• _Excerpt provided_:

::::

However working through the >100k identified as Large is not really feasible, especially as our definition of what constitutes a a planning application related to a major development is quite hazy.

As you say in #5 I think the first step is to look at the lists provided by Joey - to identify those NOT classified as Large (false negatives) and then work out why. A second step I am working on is to develop some boundary based searches for applications within the vicinity of the known development sites in the lists - this will provide manageable lists which can be scanned to identify both false positives and false negatives.

Robinlovelace commented 3 years ago

OK thanks Andrew, good basis for discussion soon to tie down next steps.

mvl22 commented 3 years ago

A second step I am working on is to develop some boundary based searches for applications within the vicinity of the known development sites in the lists

This is the kind of thing that a Postgres database will make easy, as it has full OpenGIS support.

aspeakman commented 3 years ago

Indeed.

Although in defence of the existing API you can already get JSON data for applications enclosed within any polygon (using a MongoDB spatial search) - see the 'boundary' parameter.

Robinlovelace commented 3 years ago

Just to check @aspeakman is this something you're planning to work/any updates? Just trying to get back up to speed with this and discussing definitions with @joeytalbot. If you're happy with the definition you have already and don't plan to update it in the next week or so we can close this and focus on post-processing the data you've you've already provided in #5.

In other news, happy new year!

aspeakman commented 3 years ago

I am happy we have shown that the 'Large' definition is well controlled - in that the coverage data show most planning authorities supply the underlying fields and the classification can be made in most cases. I have also ensured that any changes to the definition could be implemented across the board relatively quickly if we decide what the new parameters are.

However I dont think the Large definition currently meets the needs of this project to consistently identify certain types of development. I will comment further in #5 on this

Robinlovelace commented 3 years ago

Sounds good @aspeakman. Trying to figure out if there is any ongoing action to be done in the context of this project and its relatively short timelines. I assume not at the moment, correct?

If not I suggest closing this issue for now and continuing documenting work done and discussion in #5 as you say.

mvl22 commented 3 years ago

I have also ensured that any changes to the definition could be implemented across the board relatively quickly if we decide what the new parameters are.

I remain strongly of the view that a very high priority in this would be to ensure that public comments, which puff up the numbers, are excluded from counts.

::::

• _Entries supplied_:

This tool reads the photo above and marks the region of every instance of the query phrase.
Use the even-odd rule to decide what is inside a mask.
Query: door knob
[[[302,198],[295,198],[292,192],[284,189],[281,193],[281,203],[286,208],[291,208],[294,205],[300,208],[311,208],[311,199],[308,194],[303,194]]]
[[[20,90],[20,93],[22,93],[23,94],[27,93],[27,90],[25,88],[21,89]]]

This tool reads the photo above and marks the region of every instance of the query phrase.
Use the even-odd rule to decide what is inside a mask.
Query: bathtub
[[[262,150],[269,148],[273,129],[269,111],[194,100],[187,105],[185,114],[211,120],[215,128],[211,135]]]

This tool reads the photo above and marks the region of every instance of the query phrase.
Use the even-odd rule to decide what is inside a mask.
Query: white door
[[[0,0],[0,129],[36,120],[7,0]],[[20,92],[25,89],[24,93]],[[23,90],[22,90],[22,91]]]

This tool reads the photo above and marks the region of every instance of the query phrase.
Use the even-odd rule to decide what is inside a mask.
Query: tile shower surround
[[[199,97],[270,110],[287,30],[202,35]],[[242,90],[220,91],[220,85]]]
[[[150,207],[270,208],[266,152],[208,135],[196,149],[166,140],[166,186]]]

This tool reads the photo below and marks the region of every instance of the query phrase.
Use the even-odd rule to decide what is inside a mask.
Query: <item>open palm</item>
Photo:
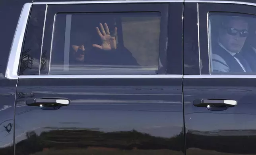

::::

• _Tasks for this exercise_:
1. In the discussion of planning application data, what does the existing API use to return JSON data for applications enclosed within a polygon?
2. Pick up the discussion of classifying planning applications from its final comment and keep it going.

• _The results_:
1. A MongoDB spatial search, through the 'boundary' parameter.

2.
Example, see this application local to me, which is very highly contentious, but is basically a small land area for some student flats, so is probably 'Medium'. It has some of objections shown in the document listing (and that excludes the 251(!) online comments): https://applications.greatercambridgeplanning.org/online-applications/applicationDetails.do?activeTab=documents&keyVal=QJBSP8DX0HK00

At least in the case of the IDOX implementation, these can easily be filtered out as they have the consistent "Third Party Comments" category.

Robinlovelace commented 3 years ago

Heads-up @aspeakman are you working on this? @mvl22's suggest sounds sensible to me:

ensure that public comments, which puff up the numbers, are excluded from counts.

We will all benefit from an updated list of large sites.

joeytalbot commented 3 years ago

I can sanity check the Large planning applications you identified for the 25 known sites

aspeakman commented 3 years ago

Yes sorry for going quiet, I have been working on implementing full text searching and improved spatial queries within the PlanIt database so that I can query the 30 or so areas more effectively

Now that we have those areas defined, my proposal would be to produce a csv dump or similar of ALL the applications within those areas (depending upon numbers) so we can review fields like description, document count, app_size and application type against existing Large classification. This should be do-able soon.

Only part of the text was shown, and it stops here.